──────── Data supplied ────────

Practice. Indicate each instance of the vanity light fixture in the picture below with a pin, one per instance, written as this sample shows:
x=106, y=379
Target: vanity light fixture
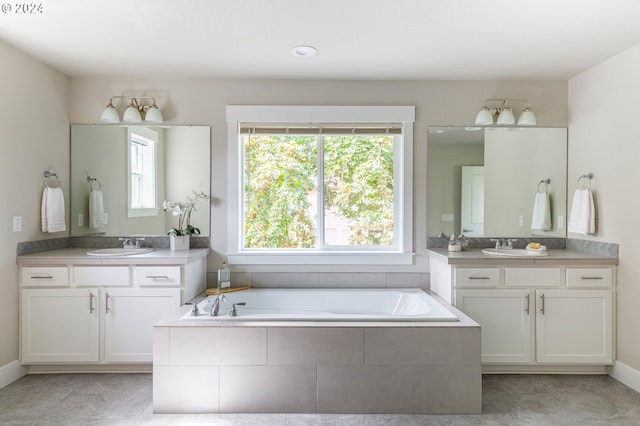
x=503, y=114
x=138, y=110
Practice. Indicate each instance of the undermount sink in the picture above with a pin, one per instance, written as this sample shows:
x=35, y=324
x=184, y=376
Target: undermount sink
x=119, y=251
x=515, y=252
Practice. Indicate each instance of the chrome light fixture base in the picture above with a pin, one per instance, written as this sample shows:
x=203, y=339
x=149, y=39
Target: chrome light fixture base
x=503, y=114
x=138, y=110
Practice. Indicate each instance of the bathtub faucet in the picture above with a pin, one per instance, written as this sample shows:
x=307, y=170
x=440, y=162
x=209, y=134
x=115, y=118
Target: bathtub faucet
x=216, y=304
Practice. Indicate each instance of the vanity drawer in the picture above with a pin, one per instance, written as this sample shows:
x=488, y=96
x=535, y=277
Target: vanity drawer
x=589, y=277
x=101, y=275
x=157, y=275
x=45, y=276
x=477, y=277
x=533, y=277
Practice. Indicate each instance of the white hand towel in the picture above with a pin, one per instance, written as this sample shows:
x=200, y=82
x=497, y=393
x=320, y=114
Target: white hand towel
x=52, y=210
x=583, y=214
x=541, y=216
x=96, y=209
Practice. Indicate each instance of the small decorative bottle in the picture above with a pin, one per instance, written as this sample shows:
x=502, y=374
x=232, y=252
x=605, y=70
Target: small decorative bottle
x=224, y=276
x=454, y=243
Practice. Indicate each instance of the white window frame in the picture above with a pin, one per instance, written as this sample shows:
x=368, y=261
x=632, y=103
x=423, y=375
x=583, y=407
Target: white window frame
x=151, y=137
x=403, y=182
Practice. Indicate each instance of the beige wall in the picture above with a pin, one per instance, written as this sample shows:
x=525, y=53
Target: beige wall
x=34, y=136
x=603, y=140
x=203, y=102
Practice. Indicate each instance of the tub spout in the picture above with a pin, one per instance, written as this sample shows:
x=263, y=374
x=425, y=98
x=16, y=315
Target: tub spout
x=216, y=304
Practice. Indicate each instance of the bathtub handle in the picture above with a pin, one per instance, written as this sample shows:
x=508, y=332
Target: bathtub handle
x=234, y=312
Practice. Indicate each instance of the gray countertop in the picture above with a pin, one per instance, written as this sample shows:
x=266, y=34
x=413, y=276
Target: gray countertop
x=79, y=256
x=555, y=257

────────

▶ Assignment: Skip the pictures and give the entries above again word for word.

▶ Answer section:
Practice. Indicate each instance of the vanity light fixture in the picture below with a pin, one per instance, written as this sample shows:
x=106, y=379
Target: vanity light fixture
x=503, y=114
x=138, y=110
Practice. Indicate each instance of the undermount sink in the picture above with a pin, one per instance, written as this sample shows:
x=35, y=324
x=184, y=376
Target: undermount sink
x=119, y=251
x=515, y=252
Practice. Indicate each instance of the chrome light fixture base in the picture above with a pin, one per instance, written as this sample shows:
x=203, y=339
x=149, y=39
Target: chrome light fixture base
x=503, y=114
x=138, y=110
Practice. Indicate each instance of the bathtub faucet in the picture above with a pin, one per instance, written as this sample shows:
x=307, y=170
x=440, y=162
x=209, y=134
x=115, y=118
Target: bathtub faucet
x=216, y=304
Practice. Indicate each instance of the vanity drawer in the picture above with a pin, one per instance, written as this sample shows:
x=488, y=96
x=535, y=277
Target: vanity drawer
x=589, y=277
x=101, y=275
x=157, y=275
x=45, y=276
x=477, y=277
x=533, y=277
Practice. Indicate each instance of the white hand towel in the picture above with a pin, one per instance, written as this sample shows:
x=200, y=82
x=497, y=393
x=320, y=114
Target: white hand towel
x=52, y=210
x=583, y=214
x=541, y=216
x=96, y=209
Practice. Indicate each instance of the small decorative bottle in the picture above with a pin, one per instance, written as this sample shows:
x=502, y=374
x=232, y=252
x=605, y=70
Target: small decorative bottle
x=224, y=276
x=454, y=243
Practice. Indicate each instance of the white window frame in the picture above with a pin, one per instance, written as this sample shows:
x=368, y=261
x=632, y=103
x=423, y=375
x=583, y=407
Target: white window frame
x=151, y=137
x=403, y=182
Practice. Indicate each instance of the beige wall in the picture above with a pin, one per instance, written as this sample shows:
x=525, y=53
Target: beige wall
x=34, y=136
x=603, y=140
x=203, y=102
Practice. Indicate each instance of the tub spout in the picture above with a pin, one per instance, written as this sample shows:
x=263, y=374
x=425, y=98
x=16, y=315
Target: tub spout
x=216, y=304
Practice. Indicate each instance of the bathtub handle in the picture above with a pin, one per instance, written as this sample shows:
x=508, y=332
Target: bathtub handle
x=234, y=312
Practice. Indicate each instance of the gray countertop in the picture above with a pin, one per instance, written as this sample shows:
x=266, y=34
x=413, y=276
Target: gray countertop
x=79, y=256
x=555, y=257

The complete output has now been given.